** Opening Dataset records block **
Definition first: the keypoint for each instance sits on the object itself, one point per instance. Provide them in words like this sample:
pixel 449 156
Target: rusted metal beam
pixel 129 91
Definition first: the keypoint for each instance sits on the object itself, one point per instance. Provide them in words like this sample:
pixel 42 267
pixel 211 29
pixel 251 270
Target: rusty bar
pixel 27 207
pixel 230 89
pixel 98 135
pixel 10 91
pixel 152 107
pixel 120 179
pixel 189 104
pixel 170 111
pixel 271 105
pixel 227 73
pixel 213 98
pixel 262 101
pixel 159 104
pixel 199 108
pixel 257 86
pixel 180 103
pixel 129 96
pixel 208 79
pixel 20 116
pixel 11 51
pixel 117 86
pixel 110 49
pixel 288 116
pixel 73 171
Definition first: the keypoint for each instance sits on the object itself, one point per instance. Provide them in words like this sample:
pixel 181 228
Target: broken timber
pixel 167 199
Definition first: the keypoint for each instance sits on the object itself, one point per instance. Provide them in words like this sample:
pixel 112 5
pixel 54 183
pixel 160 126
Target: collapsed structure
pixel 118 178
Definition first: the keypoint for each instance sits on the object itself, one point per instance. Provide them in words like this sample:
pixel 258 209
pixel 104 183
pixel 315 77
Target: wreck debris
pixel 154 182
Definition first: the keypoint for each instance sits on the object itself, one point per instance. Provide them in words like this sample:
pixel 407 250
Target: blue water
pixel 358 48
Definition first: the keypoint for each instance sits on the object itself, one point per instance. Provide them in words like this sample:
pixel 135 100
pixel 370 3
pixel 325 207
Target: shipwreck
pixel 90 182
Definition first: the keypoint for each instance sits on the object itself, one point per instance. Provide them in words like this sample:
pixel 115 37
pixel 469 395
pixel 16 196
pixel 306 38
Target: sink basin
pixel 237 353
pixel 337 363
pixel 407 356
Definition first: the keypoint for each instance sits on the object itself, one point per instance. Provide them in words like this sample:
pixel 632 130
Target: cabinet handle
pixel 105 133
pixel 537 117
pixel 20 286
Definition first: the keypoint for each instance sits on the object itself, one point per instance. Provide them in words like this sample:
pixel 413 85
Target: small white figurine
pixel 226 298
** Closing Dataset records block **
**Work to complete:** Restate the entries. Match them exactly.

**Answer to this exercise:**
Definition first: the keypoint for each instance sits on the object itself, one point per instance. Provide them in words like this sample:
pixel 449 156
Target: rusted metal beam
pixel 129 91
Definition first: the keypoint for each instance sits on the object itself, one point per instance. Provide them in words like this sample:
pixel 42 267
pixel 211 29
pixel 251 270
Target: rusty bar
pixel 27 207
pixel 230 89
pixel 98 135
pixel 10 91
pixel 152 107
pixel 120 179
pixel 189 104
pixel 170 111
pixel 271 105
pixel 227 73
pixel 213 98
pixel 262 101
pixel 159 104
pixel 199 108
pixel 257 86
pixel 180 103
pixel 129 96
pixel 208 79
pixel 20 116
pixel 11 51
pixel 117 86
pixel 110 49
pixel 288 116
pixel 73 171
Definition first: the keypoint for each instance sits on the object itself, one point per instance. Provide them in words like this sample:
pixel 181 228
Target: broken timber
pixel 167 199
Definition first: the keypoint for each instance sits on the object itself, one point per instance. Provide them in words like this sample:
pixel 112 5
pixel 54 183
pixel 160 126
Target: collapsed structure
pixel 118 178
Definition first: the keypoint for each instance sits on the object itself, one point per instance. Provide them in words like this sample:
pixel 258 209
pixel 104 183
pixel 315 77
Target: wreck debris
pixel 154 182
Definition first: the keypoint for each instance sits on the object itself, one point per instance. Provide them in words like this sample:
pixel 407 250
Target: blue water
pixel 358 48
Definition first: the keypoint for each instance sits on the object itself, one point per instance. Provide them in words like this sample:
pixel 135 100
pixel 370 3
pixel 325 207
Target: shipwreck
pixel 90 182
Definition first: the keypoint for each instance sits on the object itself, one point per instance. Provide them in words like this sample:
pixel 115 37
pixel 469 395
pixel 16 196
pixel 306 38
Target: sink basin
pixel 237 353
pixel 337 363
pixel 407 356
Definition first: the keypoint for each instance sits on the object itself, one point per instance. Provide them in words like this sample:
pixel 632 130
Target: cabinet handle
pixel 105 133
pixel 537 117
pixel 20 286
Definition first: the keypoint for each instance sits on the object itself, one point per instance. Provide them in words like this sample:
pixel 413 85
Target: small white figurine
pixel 226 298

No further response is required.